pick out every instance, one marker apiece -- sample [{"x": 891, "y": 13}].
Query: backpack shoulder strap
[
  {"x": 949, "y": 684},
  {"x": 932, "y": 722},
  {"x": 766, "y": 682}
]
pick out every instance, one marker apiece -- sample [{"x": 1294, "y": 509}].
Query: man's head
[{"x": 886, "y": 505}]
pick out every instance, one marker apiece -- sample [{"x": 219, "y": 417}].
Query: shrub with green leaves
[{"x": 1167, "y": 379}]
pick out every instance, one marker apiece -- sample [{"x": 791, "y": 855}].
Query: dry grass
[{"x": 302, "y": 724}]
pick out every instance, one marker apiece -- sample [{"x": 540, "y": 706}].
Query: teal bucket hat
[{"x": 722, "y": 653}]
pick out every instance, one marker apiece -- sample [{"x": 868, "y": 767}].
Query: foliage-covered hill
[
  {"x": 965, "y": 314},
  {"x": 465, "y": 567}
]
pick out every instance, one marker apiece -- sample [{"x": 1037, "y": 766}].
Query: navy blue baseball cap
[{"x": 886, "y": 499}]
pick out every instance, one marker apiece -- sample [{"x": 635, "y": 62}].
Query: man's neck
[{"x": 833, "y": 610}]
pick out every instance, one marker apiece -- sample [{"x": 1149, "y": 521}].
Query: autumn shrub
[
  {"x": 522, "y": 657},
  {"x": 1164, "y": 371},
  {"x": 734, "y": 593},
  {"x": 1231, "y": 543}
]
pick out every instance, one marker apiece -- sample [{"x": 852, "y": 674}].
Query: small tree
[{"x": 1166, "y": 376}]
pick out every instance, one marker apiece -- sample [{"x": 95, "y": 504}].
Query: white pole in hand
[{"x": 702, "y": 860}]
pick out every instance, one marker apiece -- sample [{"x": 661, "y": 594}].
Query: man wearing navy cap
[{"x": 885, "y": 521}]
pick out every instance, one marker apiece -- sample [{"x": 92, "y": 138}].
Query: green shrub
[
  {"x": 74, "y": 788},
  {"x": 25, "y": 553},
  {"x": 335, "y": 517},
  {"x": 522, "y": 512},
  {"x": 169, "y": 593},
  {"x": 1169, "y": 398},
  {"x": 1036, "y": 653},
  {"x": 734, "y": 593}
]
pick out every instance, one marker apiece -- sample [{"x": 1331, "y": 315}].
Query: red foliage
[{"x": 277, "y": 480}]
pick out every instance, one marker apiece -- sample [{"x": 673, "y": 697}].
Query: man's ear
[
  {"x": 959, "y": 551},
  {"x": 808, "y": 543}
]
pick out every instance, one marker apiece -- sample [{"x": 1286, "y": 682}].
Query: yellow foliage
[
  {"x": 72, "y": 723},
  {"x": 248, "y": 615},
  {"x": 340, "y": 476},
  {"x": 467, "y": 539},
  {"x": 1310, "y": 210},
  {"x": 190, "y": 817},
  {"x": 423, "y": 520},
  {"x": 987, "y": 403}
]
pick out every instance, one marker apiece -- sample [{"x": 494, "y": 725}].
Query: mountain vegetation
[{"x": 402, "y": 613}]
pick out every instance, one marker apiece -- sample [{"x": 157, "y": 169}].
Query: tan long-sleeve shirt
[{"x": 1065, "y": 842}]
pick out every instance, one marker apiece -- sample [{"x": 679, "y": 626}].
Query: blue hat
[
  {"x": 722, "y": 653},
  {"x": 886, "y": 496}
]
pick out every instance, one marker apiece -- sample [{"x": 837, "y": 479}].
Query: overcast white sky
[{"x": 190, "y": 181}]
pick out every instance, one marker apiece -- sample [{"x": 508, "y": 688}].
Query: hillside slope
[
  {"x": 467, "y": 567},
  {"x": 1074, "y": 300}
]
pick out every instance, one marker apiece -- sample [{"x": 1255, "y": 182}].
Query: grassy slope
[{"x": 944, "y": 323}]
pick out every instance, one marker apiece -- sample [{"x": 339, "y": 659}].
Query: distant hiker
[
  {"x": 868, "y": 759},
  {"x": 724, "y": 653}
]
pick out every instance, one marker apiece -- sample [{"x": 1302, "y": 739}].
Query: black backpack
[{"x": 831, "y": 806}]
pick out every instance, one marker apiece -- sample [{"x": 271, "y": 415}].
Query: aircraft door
**********
● **Set exercise**: Copy out the material above in its entirety. Every detail must match.

● **Written response**:
pick out every instance, one marker apiece -- sample [{"x": 891, "y": 13}].
Query: backpack shoulder strap
[
  {"x": 949, "y": 684},
  {"x": 932, "y": 722},
  {"x": 766, "y": 682}
]
pick out every instance, one marker apiece -- sample [{"x": 1294, "y": 509}].
Query: man's head
[{"x": 886, "y": 505}]
pick out every instance, one marker apiece -- sample [{"x": 219, "y": 417}].
Query: shrub with green leaves
[{"x": 1167, "y": 379}]
pick out every instance, one marker apiece -- sample [{"x": 791, "y": 855}].
Query: dry grass
[{"x": 302, "y": 724}]
pick out every instance, one marker apiece -- sample [{"x": 540, "y": 706}].
Query: teal bucket hat
[{"x": 722, "y": 653}]
pick out every instance, one marker apiece -- sample [{"x": 868, "y": 767}].
Query: foliage-covered hill
[
  {"x": 965, "y": 314},
  {"x": 465, "y": 567}
]
pick out every instance, one marker apiece -- sample [{"x": 1037, "y": 766}].
Query: navy blue baseball cap
[{"x": 886, "y": 499}]
pick out every instance, one marker apiece -- sample [{"x": 635, "y": 62}].
Query: man's neck
[{"x": 833, "y": 610}]
pick out every instance, one marker apiece -- sample [{"x": 1149, "y": 521}].
Query: autumn shrub
[
  {"x": 522, "y": 657},
  {"x": 1164, "y": 371},
  {"x": 734, "y": 593},
  {"x": 1231, "y": 543}
]
pick out every instance, one marker apiece -- sample [{"x": 852, "y": 674}].
Query: small tree
[{"x": 1166, "y": 376}]
pick out every instance, one marker apiece -- sample [{"x": 95, "y": 504}].
Query: white pole in hand
[{"x": 702, "y": 860}]
pick out every instance, one marker apiece -- sample [{"x": 661, "y": 594}].
Query: man wearing navy cap
[{"x": 885, "y": 521}]
pick out every instance, one marker apiece -- sample [{"x": 92, "y": 138}].
Query: green shrub
[
  {"x": 74, "y": 788},
  {"x": 25, "y": 553},
  {"x": 335, "y": 517},
  {"x": 522, "y": 512},
  {"x": 169, "y": 593},
  {"x": 1169, "y": 398},
  {"x": 1036, "y": 653},
  {"x": 734, "y": 593}
]
pick out every instance, one marker apiece -- sample [{"x": 1331, "y": 315}].
Query: red foliage
[{"x": 277, "y": 480}]
pick out every instance, one marker apiece -- sample [{"x": 673, "y": 697}].
Query: man's ear
[
  {"x": 959, "y": 551},
  {"x": 808, "y": 543}
]
pick out every instance, one marker apiece -- sample [{"x": 1286, "y": 682}].
Query: yellow foliage
[
  {"x": 72, "y": 723},
  {"x": 248, "y": 615},
  {"x": 340, "y": 476},
  {"x": 467, "y": 539},
  {"x": 1310, "y": 210},
  {"x": 190, "y": 817},
  {"x": 423, "y": 520},
  {"x": 987, "y": 403}
]
pick out every instance, one marker apiece -- sample [{"x": 494, "y": 725}].
Query: mountain vegetation
[{"x": 402, "y": 613}]
pick out every instance, one marker apiece -- sample [{"x": 157, "y": 169}].
Query: tan long-sleeve shirt
[{"x": 1065, "y": 842}]
pick out every instance, one marker apiece -- sample [{"x": 679, "y": 626}].
Query: blue hat
[
  {"x": 722, "y": 653},
  {"x": 886, "y": 496}
]
pick out every instance, one marker apiece -- sample [{"x": 837, "y": 479}].
Query: overcast white sky
[{"x": 190, "y": 181}]
pick out every instance, one marker apiece -- sample [{"x": 508, "y": 688}].
Query: hillside slope
[
  {"x": 467, "y": 567},
  {"x": 1074, "y": 300}
]
pick out every instance, one marker apiece -- sample [{"x": 1255, "y": 182}].
Query: grassy slope
[{"x": 944, "y": 323}]
pick out every instance, one marker apiece -- sample [{"x": 339, "y": 659}].
Query: distant hiker
[
  {"x": 868, "y": 759},
  {"x": 724, "y": 653}
]
pick out every instance, one marker apiece -- sample [{"x": 1302, "y": 739}].
Query: black backpack
[{"x": 831, "y": 806}]
pick out every instance, one marker apiece -- sample [{"x": 271, "y": 415}].
Query: aircraft door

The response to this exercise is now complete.